▶ **Work instruction**
Reproduce the records below exactly as they appear, omitting any pictures they contain.

▶ **Record set**

================================

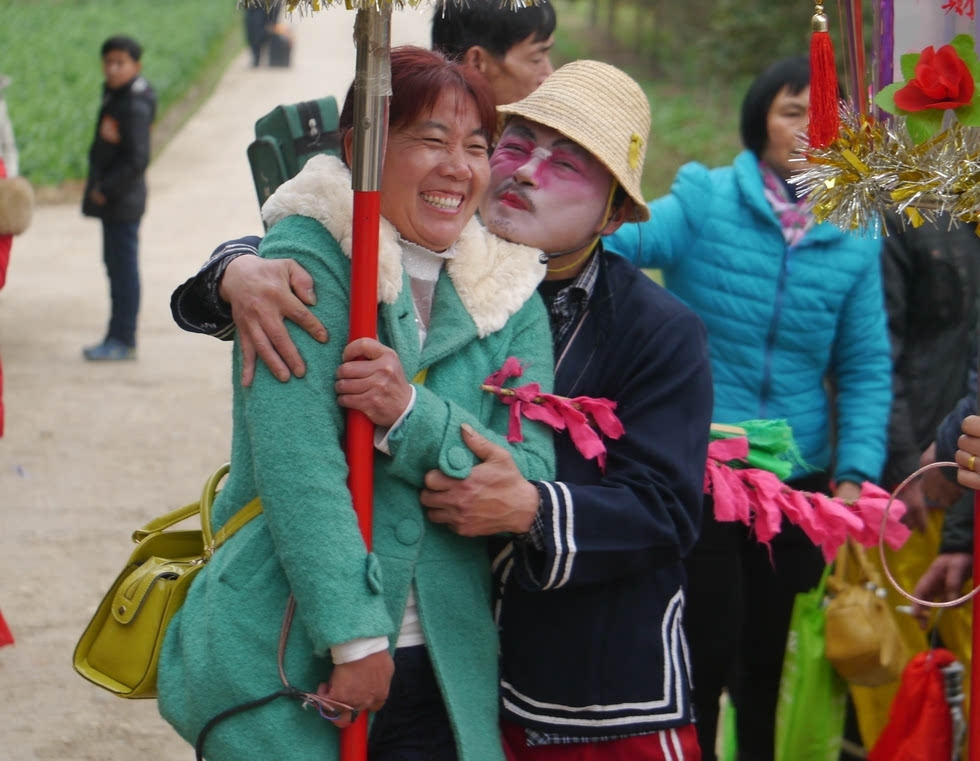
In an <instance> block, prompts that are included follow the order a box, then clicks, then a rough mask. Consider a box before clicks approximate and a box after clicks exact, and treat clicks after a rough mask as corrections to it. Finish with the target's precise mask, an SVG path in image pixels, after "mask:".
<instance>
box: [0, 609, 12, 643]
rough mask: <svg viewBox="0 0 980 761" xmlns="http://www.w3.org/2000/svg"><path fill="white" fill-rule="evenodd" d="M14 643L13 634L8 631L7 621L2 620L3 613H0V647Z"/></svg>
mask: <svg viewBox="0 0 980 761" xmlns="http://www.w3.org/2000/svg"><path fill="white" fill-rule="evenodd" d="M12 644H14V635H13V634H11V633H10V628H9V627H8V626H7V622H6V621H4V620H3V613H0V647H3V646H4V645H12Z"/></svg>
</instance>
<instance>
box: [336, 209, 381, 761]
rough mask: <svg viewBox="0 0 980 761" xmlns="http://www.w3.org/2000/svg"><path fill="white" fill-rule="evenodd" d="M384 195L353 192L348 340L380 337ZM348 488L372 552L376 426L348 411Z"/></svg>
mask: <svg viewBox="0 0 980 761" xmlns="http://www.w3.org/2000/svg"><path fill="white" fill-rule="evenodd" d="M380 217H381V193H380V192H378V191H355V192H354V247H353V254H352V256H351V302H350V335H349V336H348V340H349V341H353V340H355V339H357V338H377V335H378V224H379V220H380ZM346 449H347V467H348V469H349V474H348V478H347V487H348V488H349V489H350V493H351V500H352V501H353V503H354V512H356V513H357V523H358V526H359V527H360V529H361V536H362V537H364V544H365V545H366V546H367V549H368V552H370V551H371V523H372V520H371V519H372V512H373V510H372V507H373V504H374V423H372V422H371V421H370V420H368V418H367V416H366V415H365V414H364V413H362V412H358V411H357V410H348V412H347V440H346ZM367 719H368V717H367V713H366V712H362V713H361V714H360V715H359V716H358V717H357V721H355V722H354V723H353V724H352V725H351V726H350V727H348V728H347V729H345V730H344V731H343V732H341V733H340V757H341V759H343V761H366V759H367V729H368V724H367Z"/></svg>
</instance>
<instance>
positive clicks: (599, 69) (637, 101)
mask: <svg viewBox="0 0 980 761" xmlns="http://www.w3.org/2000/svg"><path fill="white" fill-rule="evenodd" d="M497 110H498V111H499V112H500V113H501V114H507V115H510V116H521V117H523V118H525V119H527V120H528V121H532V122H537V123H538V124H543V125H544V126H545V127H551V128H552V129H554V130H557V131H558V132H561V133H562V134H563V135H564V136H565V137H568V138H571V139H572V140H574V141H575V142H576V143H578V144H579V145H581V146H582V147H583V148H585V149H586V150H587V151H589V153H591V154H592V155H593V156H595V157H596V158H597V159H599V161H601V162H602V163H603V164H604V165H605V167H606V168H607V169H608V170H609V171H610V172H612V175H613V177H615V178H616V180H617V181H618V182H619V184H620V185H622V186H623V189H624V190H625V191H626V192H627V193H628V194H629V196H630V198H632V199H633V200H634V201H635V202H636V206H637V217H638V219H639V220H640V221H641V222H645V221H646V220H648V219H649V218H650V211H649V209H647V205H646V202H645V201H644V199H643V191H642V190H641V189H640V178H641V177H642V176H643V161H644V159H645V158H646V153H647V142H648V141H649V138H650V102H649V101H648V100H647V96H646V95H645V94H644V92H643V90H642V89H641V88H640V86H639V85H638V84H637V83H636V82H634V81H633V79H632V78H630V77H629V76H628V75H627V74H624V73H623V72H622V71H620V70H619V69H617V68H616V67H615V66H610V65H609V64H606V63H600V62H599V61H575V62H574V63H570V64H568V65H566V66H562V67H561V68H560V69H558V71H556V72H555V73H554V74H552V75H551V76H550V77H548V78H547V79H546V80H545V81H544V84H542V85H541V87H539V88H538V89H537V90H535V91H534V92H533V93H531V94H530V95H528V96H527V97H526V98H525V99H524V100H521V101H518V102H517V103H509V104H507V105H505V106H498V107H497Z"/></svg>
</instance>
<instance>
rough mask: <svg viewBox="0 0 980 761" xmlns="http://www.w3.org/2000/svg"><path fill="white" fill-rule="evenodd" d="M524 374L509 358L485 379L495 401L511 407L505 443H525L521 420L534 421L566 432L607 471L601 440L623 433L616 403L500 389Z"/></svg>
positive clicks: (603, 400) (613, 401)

================================

▶ **Reply**
In an <instance> block, prompts that are included follow the order a box, then clicks, then a rough mask. Consider a box before clicks approximate and a box after clicks exact, and treat clicks after a rough mask as corrections to it. Finish with the target's precise mask, an SVG path in image pixels, after "mask:".
<instance>
box: [0, 609, 12, 643]
rough mask: <svg viewBox="0 0 980 761" xmlns="http://www.w3.org/2000/svg"><path fill="white" fill-rule="evenodd" d="M14 643L13 634L8 631L7 621L2 620L3 613H0V647Z"/></svg>
mask: <svg viewBox="0 0 980 761" xmlns="http://www.w3.org/2000/svg"><path fill="white" fill-rule="evenodd" d="M12 644H14V635H13V634H11V633H10V628H9V627H8V626H7V622H6V621H4V620H3V613H0V647H3V646H4V645H12Z"/></svg>
</instance>
<instance>
box: [336, 209, 381, 761]
rough mask: <svg viewBox="0 0 980 761" xmlns="http://www.w3.org/2000/svg"><path fill="white" fill-rule="evenodd" d="M384 195L353 192L348 340L380 337ZM348 488L372 552L376 426L348 411Z"/></svg>
mask: <svg viewBox="0 0 980 761" xmlns="http://www.w3.org/2000/svg"><path fill="white" fill-rule="evenodd" d="M380 217H381V193H380V192H378V191H355V192H354V247H353V254H352V256H351V302H350V335H349V336H348V340H349V341H353V340H355V339H357V338H377V335H378V224H379V220H380ZM346 449H347V467H348V469H349V474H348V478H347V487H348V488H349V489H350V493H351V500H352V501H353V503H354V512H356V513H357V523H358V526H359V527H360V529H361V536H362V537H364V544H365V545H366V546H367V549H368V552H370V551H371V523H372V520H371V519H372V512H373V510H372V507H373V504H374V423H372V422H371V421H370V420H368V418H367V416H366V415H365V414H364V413H362V412H358V411H357V410H348V412H347V440H346ZM367 719H368V717H367V713H366V712H362V713H361V714H360V715H359V716H358V717H357V721H355V722H354V723H353V724H352V725H351V726H350V727H348V728H347V729H345V730H344V731H343V732H341V733H340V757H341V759H343V761H366V759H367V729H368V724H367Z"/></svg>
</instance>
<instance>
positive clicks: (599, 69) (637, 101)
mask: <svg viewBox="0 0 980 761" xmlns="http://www.w3.org/2000/svg"><path fill="white" fill-rule="evenodd" d="M497 110H498V111H499V112H500V113H501V114H507V115H510V116H521V117H523V118H525V119H527V120H528V121H532V122H537V123H538V124H543V125H544V126H545V127H551V128H552V129H554V130H557V131H558V132H561V133H562V134H563V135H564V136H565V137H568V138H571V139H572V140H574V141H575V142H576V143H578V144H579V145H581V146H582V147H583V148H585V149H586V150H587V151H589V153H591V154H592V155H593V156H595V157H596V158H597V159H599V161H601V162H602V163H603V164H604V165H605V167H606V168H607V169H608V170H609V171H610V172H612V175H613V177H615V178H616V180H617V181H618V182H619V184H620V185H622V186H623V189H624V190H625V191H626V192H627V193H628V194H629V196H630V198H632V199H633V200H634V201H635V202H636V206H637V217H638V219H639V220H640V221H641V222H645V221H646V220H648V219H649V218H650V211H649V209H647V205H646V202H645V201H644V199H643V191H642V190H641V189H640V178H641V177H642V176H643V161H644V159H645V158H646V153H647V142H648V141H649V138H650V102H649V101H648V100H647V96H646V95H645V94H644V92H643V90H642V89H641V88H640V86H639V85H638V84H637V83H636V82H634V81H633V79H632V78H630V77H629V76H628V75H627V74H624V73H623V72H622V71H620V70H619V69H617V68H616V67H615V66H610V65H609V64H606V63H600V62H599V61H575V62H574V63H570V64H568V65H566V66H562V67H561V68H560V69H558V71H556V72H555V73H554V74H552V75H551V76H550V77H548V78H547V79H546V80H545V81H544V84H542V85H541V87H539V88H538V89H537V90H535V91H534V92H533V93H531V94H530V95H528V96H527V97H526V98H525V99H524V100H521V101H518V102H517V103H509V104H507V105H505V106H498V107H497Z"/></svg>
</instance>
<instance>
rough mask: <svg viewBox="0 0 980 761" xmlns="http://www.w3.org/2000/svg"><path fill="white" fill-rule="evenodd" d="M524 374L509 358L485 379L495 401L511 407L505 443H525L521 420L534 421L566 432L607 471L601 440L623 433L616 403L500 389Z"/></svg>
positive clicks: (603, 400) (613, 401)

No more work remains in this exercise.